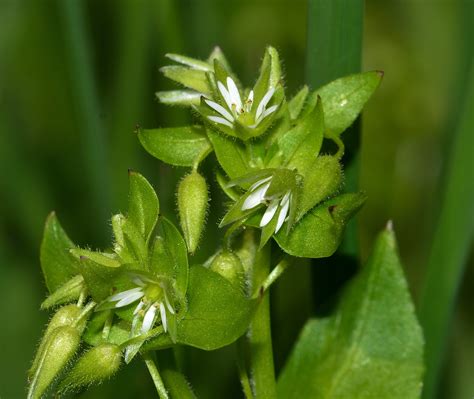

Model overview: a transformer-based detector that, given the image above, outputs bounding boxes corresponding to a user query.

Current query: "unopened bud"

[178,171,209,253]
[210,250,244,283]
[59,344,122,391]
[28,326,81,399]
[28,305,86,379]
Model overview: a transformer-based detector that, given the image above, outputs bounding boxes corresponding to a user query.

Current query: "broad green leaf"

[138,126,211,166]
[156,90,202,105]
[304,71,383,137]
[288,85,309,120]
[75,256,121,303]
[278,230,424,399]
[151,217,189,295]
[275,193,366,258]
[276,101,324,174]
[144,266,258,350]
[40,212,79,292]
[178,171,209,253]
[165,53,212,71]
[296,155,342,219]
[207,129,250,179]
[127,171,160,241]
[41,275,85,309]
[160,65,211,93]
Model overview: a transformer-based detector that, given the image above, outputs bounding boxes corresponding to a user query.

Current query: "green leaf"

[138,126,211,166]
[160,65,211,93]
[296,155,342,220]
[275,193,366,258]
[151,217,189,295]
[288,85,309,120]
[127,171,160,241]
[303,71,383,137]
[207,129,250,179]
[41,275,85,309]
[155,90,202,106]
[178,171,209,253]
[277,97,324,174]
[144,266,258,350]
[165,53,212,72]
[278,230,424,399]
[40,212,79,292]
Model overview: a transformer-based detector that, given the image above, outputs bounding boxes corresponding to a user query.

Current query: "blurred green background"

[0,0,474,399]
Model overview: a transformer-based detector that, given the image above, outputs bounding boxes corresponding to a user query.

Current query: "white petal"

[107,287,142,302]
[227,76,242,112]
[207,116,232,128]
[204,100,234,122]
[260,200,278,227]
[217,82,232,111]
[160,302,168,332]
[255,87,275,119]
[275,195,290,233]
[242,182,271,211]
[133,301,145,315]
[142,305,156,334]
[257,105,278,125]
[115,291,145,308]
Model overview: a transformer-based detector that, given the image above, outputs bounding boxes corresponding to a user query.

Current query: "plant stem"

[143,352,169,399]
[419,63,474,399]
[249,244,276,399]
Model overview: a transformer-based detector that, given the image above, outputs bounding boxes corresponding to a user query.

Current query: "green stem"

[419,62,474,399]
[249,244,276,399]
[143,352,169,399]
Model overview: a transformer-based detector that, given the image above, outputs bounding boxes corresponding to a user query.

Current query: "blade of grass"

[58,0,111,225]
[306,0,364,255]
[419,62,474,399]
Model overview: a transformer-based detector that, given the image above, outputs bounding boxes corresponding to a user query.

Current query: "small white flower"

[204,76,278,128]
[241,176,292,233]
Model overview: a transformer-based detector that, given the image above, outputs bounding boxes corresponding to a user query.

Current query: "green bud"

[28,305,86,379]
[178,171,209,253]
[28,326,81,399]
[210,250,244,283]
[59,344,122,391]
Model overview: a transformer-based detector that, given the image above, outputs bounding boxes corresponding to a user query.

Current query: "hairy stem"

[249,244,276,399]
[143,352,169,399]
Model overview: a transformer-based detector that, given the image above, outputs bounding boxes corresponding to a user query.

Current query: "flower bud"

[28,326,81,399]
[59,344,122,391]
[28,305,86,379]
[210,250,244,284]
[178,171,209,253]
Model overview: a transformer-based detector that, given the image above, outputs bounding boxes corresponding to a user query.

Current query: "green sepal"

[288,85,309,120]
[303,71,383,138]
[150,217,189,296]
[41,275,85,309]
[296,155,342,220]
[155,90,202,106]
[274,193,366,258]
[165,53,212,71]
[40,212,79,292]
[278,229,424,399]
[127,171,160,242]
[160,65,210,94]
[138,126,211,166]
[207,129,250,179]
[143,266,258,350]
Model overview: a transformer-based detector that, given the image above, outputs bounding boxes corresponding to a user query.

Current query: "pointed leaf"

[138,126,211,166]
[40,212,79,292]
[278,227,423,399]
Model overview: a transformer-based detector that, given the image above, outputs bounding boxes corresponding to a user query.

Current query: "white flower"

[242,176,293,233]
[204,76,278,129]
[106,276,175,336]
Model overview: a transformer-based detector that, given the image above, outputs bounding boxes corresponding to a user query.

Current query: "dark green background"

[0,0,474,399]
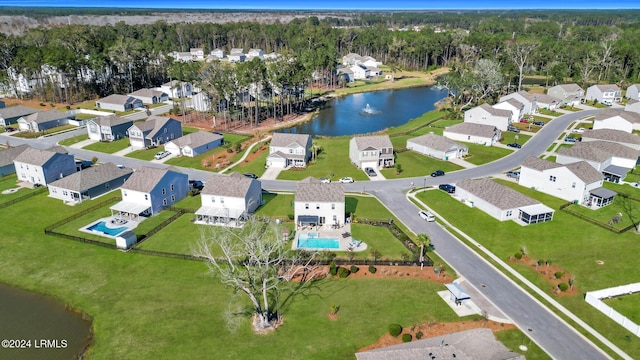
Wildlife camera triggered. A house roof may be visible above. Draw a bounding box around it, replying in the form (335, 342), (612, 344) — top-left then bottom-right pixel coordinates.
(356, 328), (525, 360)
(50, 163), (133, 192)
(271, 133), (310, 147)
(456, 178), (540, 210)
(407, 134), (466, 151)
(582, 129), (640, 145)
(202, 172), (260, 198)
(171, 131), (223, 148)
(0, 144), (29, 167)
(0, 105), (40, 119)
(445, 122), (498, 138)
(354, 135), (393, 151)
(295, 178), (344, 203)
(122, 166), (180, 193)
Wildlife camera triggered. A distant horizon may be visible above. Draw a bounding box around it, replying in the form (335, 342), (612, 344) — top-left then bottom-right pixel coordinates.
(0, 0), (640, 11)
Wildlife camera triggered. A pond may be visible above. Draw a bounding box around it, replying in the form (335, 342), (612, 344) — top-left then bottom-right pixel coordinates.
(0, 284), (91, 360)
(279, 87), (447, 136)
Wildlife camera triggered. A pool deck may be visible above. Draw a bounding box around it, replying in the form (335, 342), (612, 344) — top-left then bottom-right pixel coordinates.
(291, 224), (367, 252)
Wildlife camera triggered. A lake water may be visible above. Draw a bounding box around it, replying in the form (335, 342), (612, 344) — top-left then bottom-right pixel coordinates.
(279, 87), (447, 136)
(0, 284), (91, 360)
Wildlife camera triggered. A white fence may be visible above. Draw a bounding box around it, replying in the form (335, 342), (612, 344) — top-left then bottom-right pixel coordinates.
(585, 283), (640, 337)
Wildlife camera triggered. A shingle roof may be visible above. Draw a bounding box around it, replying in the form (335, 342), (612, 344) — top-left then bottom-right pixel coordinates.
(456, 178), (540, 210)
(355, 135), (393, 151)
(295, 178), (344, 203)
(50, 163), (133, 192)
(202, 172), (260, 198)
(407, 134), (466, 151)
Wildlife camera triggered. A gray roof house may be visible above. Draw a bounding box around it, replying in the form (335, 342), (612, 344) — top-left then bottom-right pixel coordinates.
(0, 105), (40, 126)
(48, 163), (133, 205)
(127, 115), (182, 149)
(455, 178), (554, 225)
(96, 94), (142, 112)
(0, 144), (29, 176)
(407, 134), (469, 161)
(196, 172), (262, 227)
(349, 135), (395, 169)
(164, 131), (224, 157)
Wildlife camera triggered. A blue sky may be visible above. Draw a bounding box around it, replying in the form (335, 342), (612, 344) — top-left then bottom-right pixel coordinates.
(0, 0), (640, 10)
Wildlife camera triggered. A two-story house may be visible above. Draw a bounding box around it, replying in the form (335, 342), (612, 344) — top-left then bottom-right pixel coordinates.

**WORK INSTRUCTIONS**
Copy out every item above verbatim, leaving out the pictures.

**FULL RESPONSE**
Model overview: a transformer-based detector that, given the image above, outputs bounding boxes corresponding to a user query.

Current query: "unopened bud"

[178,171,209,253]
[210,250,244,283]
[59,344,122,391]
[28,326,81,399]
[28,305,86,379]
Model overview: a transformer-based detector that, given the image above, outputs bounding boxes corresponding to a user query.

Current query: "broad green leaf"

[138,126,211,166]
[156,90,202,105]
[304,71,383,137]
[288,85,309,120]
[75,256,121,303]
[278,230,424,399]
[151,217,189,295]
[275,193,366,258]
[276,101,324,174]
[144,266,258,350]
[40,212,79,292]
[178,171,209,253]
[165,53,212,71]
[296,155,342,219]
[207,129,250,179]
[127,171,160,241]
[41,275,85,309]
[160,65,211,93]
Model overview: a transformer-based detector that, given the image above, outputs bounding boxes corresponding to a user query.

Current query: "green leaf"

[138,126,211,166]
[160,65,211,93]
[296,155,342,220]
[275,193,366,258]
[151,217,189,295]
[288,85,309,120]
[127,171,160,241]
[303,71,383,137]
[207,129,250,179]
[41,275,85,309]
[155,90,202,106]
[178,171,209,253]
[277,97,324,174]
[144,266,258,350]
[165,53,212,72]
[278,230,424,399]
[40,212,79,292]
Model overview: a transformer-based detector that, given the image above, outputs bounding boxes corresponding to a user query.

Current query: "blurred green background"

[0,0,474,399]
Model overview: a transformer-based detector that, given the image above, outputs bounding boxes corresponding to a user query.

Current query: "white petal"

[107,287,142,302]
[227,76,242,112]
[207,116,232,128]
[204,100,234,122]
[260,200,278,227]
[217,82,232,111]
[160,302,168,332]
[255,87,275,119]
[275,195,290,233]
[242,182,271,211]
[133,301,145,315]
[142,305,156,334]
[257,105,278,125]
[115,291,145,308]
Model overview: a transformer-based detector that, given the image above, outputs bounding boxes corresponding to a user query.

Current query: "plant stem"

[143,352,169,399]
[419,63,474,399]
[249,244,276,399]
Model overview: a transformer-based detector that, given the image above, outputs bounding boxes corresponding to a user query.

Current query: "green stem"

[419,62,474,399]
[249,244,276,399]
[143,352,169,399]
Model overview: a transformer-based detector that, given the image above, outputs bounding boxes corresponding to a user query.

Current query: "blade of grass"

[58,0,111,225]
[306,0,364,255]
[419,62,474,399]
Model overview: a transformer-based detector that, given the image above, outputs bounding boxes corresponding to a user query.

Current query: "small white flower"

[204,76,278,128]
[241,176,292,233]
Model overview: a transformer-based detector that, given the image above, outputs bounding boxes corresponding to a user query.

Current query: "green bud"

[28,305,86,379]
[178,171,209,253]
[28,326,81,399]
[210,250,244,283]
[59,344,122,391]
Model overview: a transformer-based detector that, given the image above, outputs bounding boxes corresponding to a user query.

Current query: "hairy stem"

[249,244,276,399]
[143,352,169,399]
Model overview: a transformer-based detector that, given the image above, outputs bounding boxes corresponding to a user query.

Current query: "flower bud"

[28,326,81,399]
[59,344,122,391]
[28,305,86,379]
[210,250,244,284]
[178,171,209,253]
Model overview: a transformer-based detector that, given the image above, outputs bounding boxes corresponding to a user query.

Current query: "green sepal"

[288,85,309,120]
[303,71,383,138]
[150,217,189,296]
[41,275,85,309]
[296,155,342,220]
[155,90,202,106]
[274,193,366,258]
[165,53,212,71]
[40,212,79,292]
[278,229,424,399]
[127,171,160,242]
[160,65,210,94]
[138,126,211,166]
[207,129,250,179]
[143,266,258,350]
Model overview: a transformer-based detector that, given the image above, outputs bounding boxes corresponding to a user query.

Current query: "pointed leaf"

[138,126,211,166]
[40,212,79,292]
[278,227,423,399]
Model overview: a transformer-based detector that, given the image above, outputs bounding boxes corresponding to a user query.

Current query: "white flower"

[242,176,293,233]
[204,76,278,129]
[106,276,175,336]
Model overview: a transformer-based detector that, given the image above, outputs bounding boxes corresponding to a user query.

Current query: "dark green background"

[0,0,474,399]
Wildlife camera triggered. A house roof may be visible above. Draw a bounding box around it, replying in the form (335, 342), (612, 344) — top-left then bottom-right pixel coordinates.
(356, 328), (525, 360)
(50, 163), (133, 192)
(271, 133), (310, 147)
(456, 178), (540, 210)
(407, 134), (466, 151)
(582, 129), (640, 145)
(202, 172), (260, 198)
(171, 131), (223, 148)
(0, 144), (29, 167)
(0, 105), (40, 119)
(445, 122), (498, 138)
(354, 135), (393, 151)
(295, 178), (344, 203)
(122, 166), (180, 193)
Wildlife camera triggered. A distant horizon may be visible above. Draw a bounding box around it, replying in the form (335, 342), (612, 344) — top-left then bottom-right pixel coordinates.
(0, 0), (640, 11)
Wildlife camera triggered. A pond may be visible above. Draw a bounding box around it, replying in the form (335, 342), (612, 344) — top-left then bottom-right pixel coordinates.
(0, 284), (91, 360)
(279, 87), (447, 136)
Wildlife camera triggered. A pool deck may be visible above. Draw a bounding box around it, replying in the form (335, 342), (612, 344) — top-left then bottom-right pixel coordinates.
(291, 224), (367, 252)
Wildlife camera triggered. A lake water may be visible above. Draw a bounding box around it, replying in the form (335, 342), (612, 344) — top-left then bottom-right pixel coordinates.
(279, 87), (447, 136)
(0, 284), (91, 360)
Wildlife camera triggered. A white fence may be visible above. Draw a bounding box around it, replying in the form (335, 342), (612, 344) — top-left then bottom-right pixel coordinates.
(585, 283), (640, 337)
Wildlife camera triggered. A shingle roof may be visible above. Draw a bounding box around it, replying in the form (335, 342), (612, 344) — top-left then bottom-right pixel coordinates.
(456, 178), (540, 210)
(355, 135), (393, 151)
(295, 178), (344, 203)
(50, 163), (133, 192)
(202, 172), (260, 198)
(407, 134), (466, 151)
Wildlife camera triggered. A gray roof house may be visible above. Draw a bounding box around it, replying in the form (335, 342), (612, 344) — top-left then bottom-right pixel coordinates.
(0, 105), (40, 126)
(48, 163), (133, 205)
(127, 115), (182, 149)
(455, 178), (554, 225)
(96, 94), (142, 112)
(0, 144), (29, 176)
(407, 134), (469, 161)
(196, 172), (262, 227)
(349, 135), (395, 169)
(164, 131), (224, 157)
Wildlife camera triggered. A blue sky may be visible above. Draw a bounding box around it, replying in the form (335, 342), (612, 344) — top-left then bottom-right pixel coordinates.
(0, 0), (640, 10)
Wildlife camera triggered. A two-story house may be visible above. Draw a bounding box around it, replying in the form (335, 342), (612, 344) — top-left then bottom-right pixel coordinates.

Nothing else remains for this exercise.